**DATASET ENTRIES**:
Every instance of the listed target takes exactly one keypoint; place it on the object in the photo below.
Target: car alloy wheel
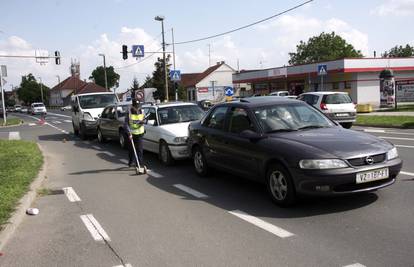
(280, 186)
(200, 164)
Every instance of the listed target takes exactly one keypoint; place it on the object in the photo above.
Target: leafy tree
(98, 76)
(400, 51)
(326, 46)
(30, 90)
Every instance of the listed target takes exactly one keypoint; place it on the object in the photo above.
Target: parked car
(292, 148)
(166, 127)
(279, 93)
(38, 108)
(337, 106)
(85, 111)
(68, 107)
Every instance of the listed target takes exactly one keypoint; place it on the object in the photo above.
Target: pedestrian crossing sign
(175, 75)
(322, 69)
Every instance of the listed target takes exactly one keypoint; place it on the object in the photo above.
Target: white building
(357, 76)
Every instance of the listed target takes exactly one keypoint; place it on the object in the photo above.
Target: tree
(400, 51)
(30, 91)
(98, 76)
(326, 46)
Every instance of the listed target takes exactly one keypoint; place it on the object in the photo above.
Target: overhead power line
(245, 26)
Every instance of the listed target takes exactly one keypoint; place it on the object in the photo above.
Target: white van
(86, 109)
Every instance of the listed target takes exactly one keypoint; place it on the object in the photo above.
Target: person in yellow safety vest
(134, 123)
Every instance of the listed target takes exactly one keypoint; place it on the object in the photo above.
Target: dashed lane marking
(262, 224)
(355, 265)
(190, 191)
(71, 194)
(94, 228)
(396, 138)
(14, 136)
(407, 173)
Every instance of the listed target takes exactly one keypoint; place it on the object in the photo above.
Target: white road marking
(71, 194)
(396, 138)
(355, 265)
(407, 173)
(109, 154)
(96, 230)
(374, 131)
(404, 146)
(262, 224)
(155, 174)
(190, 191)
(14, 136)
(60, 115)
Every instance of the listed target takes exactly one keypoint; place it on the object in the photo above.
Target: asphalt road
(171, 217)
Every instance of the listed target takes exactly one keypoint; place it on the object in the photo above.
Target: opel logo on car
(369, 160)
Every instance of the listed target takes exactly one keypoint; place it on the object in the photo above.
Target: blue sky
(82, 29)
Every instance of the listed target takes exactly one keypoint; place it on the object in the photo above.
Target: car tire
(164, 154)
(280, 186)
(100, 136)
(346, 125)
(75, 131)
(82, 132)
(122, 139)
(200, 162)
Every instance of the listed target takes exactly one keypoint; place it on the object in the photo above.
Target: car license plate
(369, 176)
(342, 114)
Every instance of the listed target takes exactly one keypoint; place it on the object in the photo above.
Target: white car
(338, 106)
(166, 129)
(38, 108)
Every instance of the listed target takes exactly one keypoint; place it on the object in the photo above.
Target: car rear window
(337, 99)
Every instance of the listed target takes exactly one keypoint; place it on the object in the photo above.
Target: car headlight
(392, 154)
(322, 164)
(182, 139)
(87, 117)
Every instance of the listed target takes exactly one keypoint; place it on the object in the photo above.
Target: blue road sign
(322, 69)
(175, 75)
(138, 51)
(228, 91)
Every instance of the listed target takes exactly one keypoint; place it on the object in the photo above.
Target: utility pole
(161, 18)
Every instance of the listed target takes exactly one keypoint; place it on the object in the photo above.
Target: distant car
(338, 106)
(68, 107)
(38, 108)
(166, 127)
(292, 148)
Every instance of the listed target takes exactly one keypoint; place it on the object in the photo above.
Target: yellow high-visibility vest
(134, 125)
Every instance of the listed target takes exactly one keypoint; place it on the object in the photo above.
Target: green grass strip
(386, 121)
(20, 162)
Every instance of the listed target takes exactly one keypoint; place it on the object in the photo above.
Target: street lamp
(106, 79)
(161, 18)
(41, 88)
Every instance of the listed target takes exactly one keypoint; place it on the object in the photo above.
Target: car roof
(258, 101)
(324, 93)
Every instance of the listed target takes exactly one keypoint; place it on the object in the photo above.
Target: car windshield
(96, 101)
(338, 99)
(290, 117)
(176, 114)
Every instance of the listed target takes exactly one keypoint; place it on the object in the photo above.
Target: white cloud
(394, 7)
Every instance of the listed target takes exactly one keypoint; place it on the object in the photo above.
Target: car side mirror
(252, 136)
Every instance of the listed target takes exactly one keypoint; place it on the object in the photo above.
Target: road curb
(25, 202)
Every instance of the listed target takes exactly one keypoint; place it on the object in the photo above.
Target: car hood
(340, 142)
(176, 129)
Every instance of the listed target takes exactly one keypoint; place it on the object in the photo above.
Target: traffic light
(57, 57)
(124, 52)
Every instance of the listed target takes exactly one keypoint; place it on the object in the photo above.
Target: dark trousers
(137, 139)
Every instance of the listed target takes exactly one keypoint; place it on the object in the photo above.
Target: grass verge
(20, 162)
(386, 121)
(11, 121)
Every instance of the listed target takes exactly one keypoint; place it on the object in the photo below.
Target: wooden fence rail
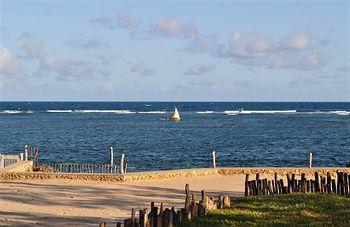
(319, 184)
(84, 168)
(169, 217)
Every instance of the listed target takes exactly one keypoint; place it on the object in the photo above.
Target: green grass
(281, 210)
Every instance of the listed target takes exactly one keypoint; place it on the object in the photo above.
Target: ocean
(262, 134)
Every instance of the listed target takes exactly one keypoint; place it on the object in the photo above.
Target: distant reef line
(167, 174)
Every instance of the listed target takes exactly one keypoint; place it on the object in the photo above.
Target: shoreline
(52, 199)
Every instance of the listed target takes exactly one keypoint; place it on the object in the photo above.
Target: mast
(176, 115)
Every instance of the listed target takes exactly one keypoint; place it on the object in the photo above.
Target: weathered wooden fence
(9, 159)
(319, 184)
(84, 168)
(169, 217)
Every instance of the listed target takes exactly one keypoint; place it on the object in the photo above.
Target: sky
(174, 50)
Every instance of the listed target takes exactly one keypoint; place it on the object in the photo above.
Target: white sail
(176, 115)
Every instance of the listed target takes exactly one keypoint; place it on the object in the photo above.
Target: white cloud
(8, 64)
(104, 20)
(254, 49)
(200, 69)
(30, 49)
(299, 40)
(343, 68)
(128, 21)
(171, 27)
(66, 69)
(143, 69)
(203, 43)
(89, 44)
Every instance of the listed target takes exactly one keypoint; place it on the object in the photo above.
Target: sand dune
(87, 203)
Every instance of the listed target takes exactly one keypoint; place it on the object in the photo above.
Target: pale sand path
(87, 203)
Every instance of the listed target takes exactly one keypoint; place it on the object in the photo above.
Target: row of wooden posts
(319, 184)
(32, 153)
(169, 217)
(86, 168)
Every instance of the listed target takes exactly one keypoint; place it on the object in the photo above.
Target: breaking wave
(205, 112)
(235, 112)
(59, 111)
(16, 112)
(151, 112)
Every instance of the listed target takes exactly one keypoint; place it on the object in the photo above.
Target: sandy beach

**REQUIRED WORK**: Write the entries out again exactly as they appear, with the pictures omitted.

**RESPONSE AREA**:
Every instance of the listed target takes exactly one keypoint; place it on the object in the photo below.
Target: car alloy wheel
(280, 186)
(200, 164)
Every instance of the listed target takes exactly one keypoint; place it on the object in the photo above.
Target: leafy tree
(98, 76)
(400, 51)
(326, 46)
(30, 90)
Every instance of the listed target takes exactly one keypoint; place it on the object in the photo above.
Target: parked car
(292, 148)
(166, 127)
(279, 93)
(38, 108)
(337, 106)
(85, 111)
(68, 107)
Every instance of the listed target takes exactly one keypoint; place it on the object in the photo above.
Target: pedestrian crossing sign
(175, 75)
(322, 69)
Every instance of the listed target takes exactly one keypoint; place it on the object in the photo above.
Target: white building
(357, 76)
Every instance of the listed target takes exactly one keypoint; place it on the object in the photo above.
Target: tree
(400, 51)
(30, 91)
(98, 76)
(326, 46)
Every instance of the listed target takes exactly one keypoint; place it on the object in the photo above.
Target: overhead power line
(245, 26)
Every instance of the listed target takes exactly one keypoint; place it on the object in the photo above.
Target: white van
(86, 109)
Every instance of the listed target takes exactly one keypoint; place it on the object in the photo above.
Target: person in yellow safety vest
(134, 123)
Every instance of the listed target takes exactly one keypoint; place it on the object in the photo above.
Target: dashed lane marking
(262, 224)
(355, 265)
(190, 191)
(71, 194)
(94, 228)
(396, 138)
(14, 136)
(407, 173)
Every instance of the listed target takes exactly one keypoint; place it on the object in the photo above.
Target: white road marking
(71, 194)
(396, 138)
(355, 265)
(407, 173)
(109, 154)
(96, 230)
(374, 131)
(404, 146)
(262, 224)
(155, 174)
(190, 191)
(14, 136)
(60, 115)
Every instance of the listed target takes exactly one keypoint; place it on the object in the photo above.
Target: asphalt road
(171, 217)
Every instance of the listed target takes exactly one keypoint; place it on the object in the photo above.
Target: opel logo on car
(369, 160)
Every instance of the listed target takes exactly one keypoint; place it on the object in the photo above.
Target: blue sky
(82, 29)
Every instance of the listed target takes exactly one keypoint; place it on the object in the photo above.
Target: car tire
(164, 154)
(280, 186)
(100, 136)
(346, 125)
(75, 131)
(82, 132)
(122, 139)
(200, 162)
Every instance of the listed target takes exactly one keypoint; place it on the object in the photo above.
Target: car license plate
(369, 176)
(342, 114)
Every instance of the listed target takes exactly one keypoint; place it on the object in the photo above.
Target: white car
(338, 106)
(166, 129)
(38, 108)
Every instance of the listed target takes exactly one keypoint; place it on the object in the photo above.
Target: car rear window
(337, 99)
Every instance of the listed target takes exactly one keypoint; place it on the object in the photo above.
Target: car headlight
(392, 154)
(322, 164)
(182, 139)
(87, 117)
Every instance of the listed target takes exactly one keypoint; place it on the object in the photo above.
Target: blue road sign
(322, 69)
(175, 75)
(138, 51)
(228, 91)
Every instance of the listed target takes exactly one keypoint; place it on the object in the photo above.
Target: utility pole
(161, 18)
Every instance of the listed target takes exactly one keypoint; place it on the object in the photo above.
Target: distant car
(338, 106)
(68, 107)
(38, 108)
(166, 127)
(292, 148)
Every instance of the listed target takes exactly one keypoint; place it on the object in the photo above.
Target: yellow high-visibility vest
(134, 125)
Every instance of the listed target takes exactly one keypoint; place it on the object in the photo above.
Target: green grass strip
(386, 121)
(20, 162)
Every instance of the listed target takes exactly one keypoint; place it on the object in the photo above.
Target: street lamp
(106, 79)
(161, 18)
(41, 88)
Every instance of the listed target takes exactly one keypoint; place it on the object in the photo above.
Target: car roof
(258, 101)
(324, 93)
Every instance of the listed target takes exactly one keypoint; place it on the object in the photo above.
Target: car windshield
(96, 101)
(338, 99)
(290, 117)
(176, 114)
Every instance of the listed target takes exactly one keypoint; place it on the object in the photo above.
Target: white cloud
(394, 7)
Every instance of the listed target takes exactly one keypoint; place it on the object in the photo above.
Target: car side mirror
(252, 136)
Every instance of the listed target takes exactly one keypoint; place it on the object in the photo above.
Target: road curb
(25, 202)
Every instance of the listed target takes exactly one keypoint; place it on the object in the photo above.
Target: car hood
(340, 142)
(176, 129)
Every instance of the listed target takes exactly one keypoint; place it on the object in the photo above.
Target: traffic light
(57, 57)
(124, 52)
Every instance of the listed target takes exactly one keypoint; place it on the object in the photo above.
Target: dark trousers
(137, 139)
Every instance of the listed target takes exactly one keypoint; place it on the object in the photo above.
Target: grass verge
(20, 162)
(386, 121)
(11, 121)
Every instance of the listed target takes exactly one keypoint; place it on the object in the photo below.
Target: wooden fence rail
(319, 184)
(84, 168)
(169, 217)
Every instance of the listed target takes exactly one keypoint; place it on the object in the photo above.
Target: green grass
(281, 210)
Every instance of the listed target takes exactly one keypoint; place it on the object in the photo above.
Target: ocean
(262, 134)
Every instance of the listed target takes exactly one keypoint; place it on the object in the photo above.
Target: distant reef line
(167, 174)
Every instance of the listed target takes exactly one keypoint; place it on the object in the photo above.
Target: shoreline
(52, 199)
Every instance of the listed target takes exactly one keypoint; place it on the object in the photo above.
Target: mast
(176, 115)
Every instance of the listed target takes exactly one keypoint; place it on the object in the photo above.
Target: weathered wooden fence
(9, 159)
(319, 184)
(84, 168)
(169, 217)
Every instance of the listed target takes exactly one keypoint; place it on the object in the photo above.
Target: sky
(174, 50)
Every instance of the listed target takes exactly one keypoint; place it on the object in the photo above.
Target: white sail
(176, 115)
Every instance of the listed target takes exactly one keypoint; place it on the object in the photo above.
Target: white cloud
(8, 64)
(104, 20)
(254, 49)
(200, 69)
(30, 49)
(299, 40)
(343, 68)
(128, 21)
(171, 27)
(66, 69)
(143, 69)
(203, 43)
(89, 44)
Every instance of the listed target takes exactly one keypoint; place it on the object in the photo above.
Target: sand dune
(87, 203)
Every instance of the listed target takes exactly one keypoint; place it on the object in the photo above.
Target: pale sand path
(87, 203)
Every instance of the listed target takes exactly one keypoint; place it on the object in the photo above.
Target: row of wooden posts
(319, 184)
(32, 153)
(169, 217)
(86, 168)
Every instance of the listed target takes exactly one keypoint; place it on the object in the photo above.
Target: breaking wave
(205, 112)
(235, 112)
(59, 111)
(16, 112)
(151, 112)
Every instance of the listed target takes exactly one keypoint; place it on the object in the photo above.
Target: sandy beach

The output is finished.